- The problem:
Produce an exact copy of the lines from the line that contains "Each instance of the groom's black" to the end of the listing below.

- Records supplied:

# # # #

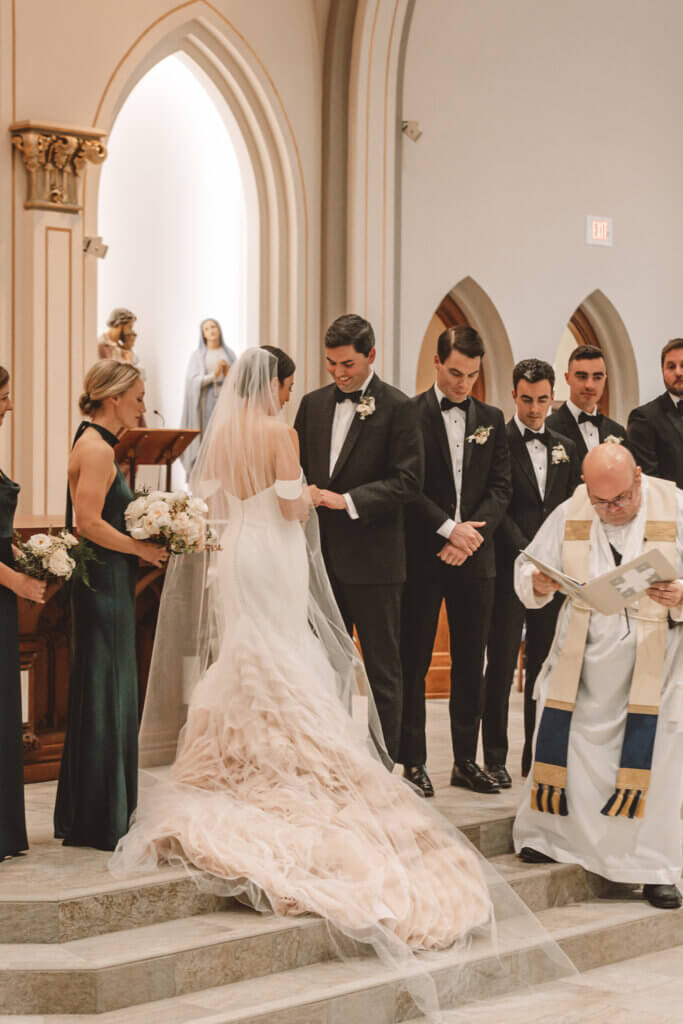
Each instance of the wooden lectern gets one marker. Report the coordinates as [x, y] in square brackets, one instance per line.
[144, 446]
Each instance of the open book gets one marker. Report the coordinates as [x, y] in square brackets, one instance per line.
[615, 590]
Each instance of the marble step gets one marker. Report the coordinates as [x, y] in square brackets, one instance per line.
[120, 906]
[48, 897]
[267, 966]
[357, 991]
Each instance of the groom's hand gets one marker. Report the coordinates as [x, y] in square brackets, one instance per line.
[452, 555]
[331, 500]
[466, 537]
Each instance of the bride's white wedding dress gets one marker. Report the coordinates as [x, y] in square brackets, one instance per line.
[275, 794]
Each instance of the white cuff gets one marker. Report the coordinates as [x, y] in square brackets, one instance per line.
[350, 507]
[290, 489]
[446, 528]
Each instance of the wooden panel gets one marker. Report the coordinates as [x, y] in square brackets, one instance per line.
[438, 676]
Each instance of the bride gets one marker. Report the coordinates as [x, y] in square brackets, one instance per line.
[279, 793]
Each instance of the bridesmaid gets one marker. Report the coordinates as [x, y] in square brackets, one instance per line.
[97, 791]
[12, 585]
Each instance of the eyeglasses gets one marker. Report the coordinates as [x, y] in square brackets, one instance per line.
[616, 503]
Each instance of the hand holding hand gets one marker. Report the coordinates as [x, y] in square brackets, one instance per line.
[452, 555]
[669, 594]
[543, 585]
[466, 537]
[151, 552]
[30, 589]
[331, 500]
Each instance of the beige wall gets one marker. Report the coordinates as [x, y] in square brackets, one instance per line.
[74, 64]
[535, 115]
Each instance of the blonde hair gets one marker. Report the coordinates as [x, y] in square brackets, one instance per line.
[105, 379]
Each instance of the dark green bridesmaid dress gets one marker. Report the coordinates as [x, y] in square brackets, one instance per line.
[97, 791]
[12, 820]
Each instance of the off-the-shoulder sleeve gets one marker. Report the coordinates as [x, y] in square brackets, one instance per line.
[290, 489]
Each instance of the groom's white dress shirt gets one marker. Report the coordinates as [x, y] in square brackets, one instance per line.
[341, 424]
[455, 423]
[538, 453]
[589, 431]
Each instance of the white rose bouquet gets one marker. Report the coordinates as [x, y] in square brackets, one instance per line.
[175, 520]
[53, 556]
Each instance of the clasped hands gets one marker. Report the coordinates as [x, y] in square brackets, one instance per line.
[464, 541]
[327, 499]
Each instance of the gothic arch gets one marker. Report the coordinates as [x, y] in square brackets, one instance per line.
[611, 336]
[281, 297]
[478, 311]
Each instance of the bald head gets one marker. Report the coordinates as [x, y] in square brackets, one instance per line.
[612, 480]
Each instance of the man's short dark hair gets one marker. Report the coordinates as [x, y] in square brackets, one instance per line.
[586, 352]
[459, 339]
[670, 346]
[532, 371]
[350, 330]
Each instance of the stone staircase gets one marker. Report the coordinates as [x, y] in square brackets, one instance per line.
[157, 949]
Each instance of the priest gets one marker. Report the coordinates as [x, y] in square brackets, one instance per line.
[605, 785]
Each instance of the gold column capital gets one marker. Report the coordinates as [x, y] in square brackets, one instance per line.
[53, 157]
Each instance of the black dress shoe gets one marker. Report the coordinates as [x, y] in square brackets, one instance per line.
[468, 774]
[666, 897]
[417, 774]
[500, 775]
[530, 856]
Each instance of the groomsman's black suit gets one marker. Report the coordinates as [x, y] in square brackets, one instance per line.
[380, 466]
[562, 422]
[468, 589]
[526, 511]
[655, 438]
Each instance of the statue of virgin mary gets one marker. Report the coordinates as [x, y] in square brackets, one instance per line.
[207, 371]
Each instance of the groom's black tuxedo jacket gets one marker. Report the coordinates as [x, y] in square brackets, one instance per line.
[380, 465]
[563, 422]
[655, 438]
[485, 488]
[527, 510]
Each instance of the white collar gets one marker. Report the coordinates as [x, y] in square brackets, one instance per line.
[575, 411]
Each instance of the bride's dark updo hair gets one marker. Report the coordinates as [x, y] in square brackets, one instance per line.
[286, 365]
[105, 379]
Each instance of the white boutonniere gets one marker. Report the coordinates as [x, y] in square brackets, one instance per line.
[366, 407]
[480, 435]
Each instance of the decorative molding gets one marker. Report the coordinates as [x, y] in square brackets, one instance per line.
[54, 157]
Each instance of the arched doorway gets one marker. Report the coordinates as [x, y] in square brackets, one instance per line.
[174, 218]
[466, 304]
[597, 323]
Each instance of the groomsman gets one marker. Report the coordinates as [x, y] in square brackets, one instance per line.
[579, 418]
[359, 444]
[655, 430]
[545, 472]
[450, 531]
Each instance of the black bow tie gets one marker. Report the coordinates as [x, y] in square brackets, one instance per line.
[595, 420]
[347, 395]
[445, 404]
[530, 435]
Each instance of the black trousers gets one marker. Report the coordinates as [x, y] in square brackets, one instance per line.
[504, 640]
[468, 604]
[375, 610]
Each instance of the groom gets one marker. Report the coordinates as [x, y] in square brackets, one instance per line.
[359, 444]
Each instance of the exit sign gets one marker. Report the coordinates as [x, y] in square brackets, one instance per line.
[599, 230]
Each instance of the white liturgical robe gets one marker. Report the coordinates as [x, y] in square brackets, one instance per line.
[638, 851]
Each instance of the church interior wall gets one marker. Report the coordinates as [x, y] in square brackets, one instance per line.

# # # #

- Right answer:
Each instance of the groom's black tuxedo jacket gets one marker. Report the coordinates as [x, y] in square brackets, one instance per line.
[380, 465]
[563, 422]
[655, 438]
[485, 488]
[527, 510]
Each instance of the white collar gets one marker. Report the coordinates as [x, y] in square brackets, one instance per line.
[575, 411]
Each instance of the bride's dark updo hair gets one marker. Report the coordinates as [x, y] in square brackets, one instance per line.
[286, 365]
[105, 379]
Each instance of the white boutonniere gets one marker. Report the coordinates as [x, y] in square brackets, one instance per line.
[366, 407]
[480, 435]
Each instance of the decorative molding gets one marker. Report the coordinates as [x, y] in square brackets, one instance per line.
[54, 157]
Each instance of the arched doorway gets one marker. Report the coordinates as [x, y] in square brackets, one instance per line.
[174, 218]
[466, 304]
[597, 323]
Each instance of the groomsman gets one marker. Report the coordinates as [x, y] in square brackets, one instance per line.
[579, 418]
[359, 444]
[655, 430]
[545, 472]
[450, 531]
Each instance of the black bow tie gets one marker. Report the coordinates as [x, y] in square brackets, one instance per line.
[595, 420]
[347, 395]
[445, 404]
[530, 435]
Each instance of the black trousers gets one marker. Report the coordinates as [x, y] in square brackets, one instance per line.
[504, 640]
[468, 604]
[375, 610]
Each instance of the groom gets one marker. Report the coordinates as [x, y] in square brackets, one instance per line.
[359, 444]
Each instance of the exit sign gets one marker. Report the coordinates as [x, y] in square brackets, one instance per line.
[599, 230]
Each instance of the white liturgical robe gets one marker. Report the coordinates as [x, y] in square brackets, one instance per line.
[638, 851]
Each instance of the church interior wall gets one marker. Report the coordinates as [x, y] in square brackets, one instance per line.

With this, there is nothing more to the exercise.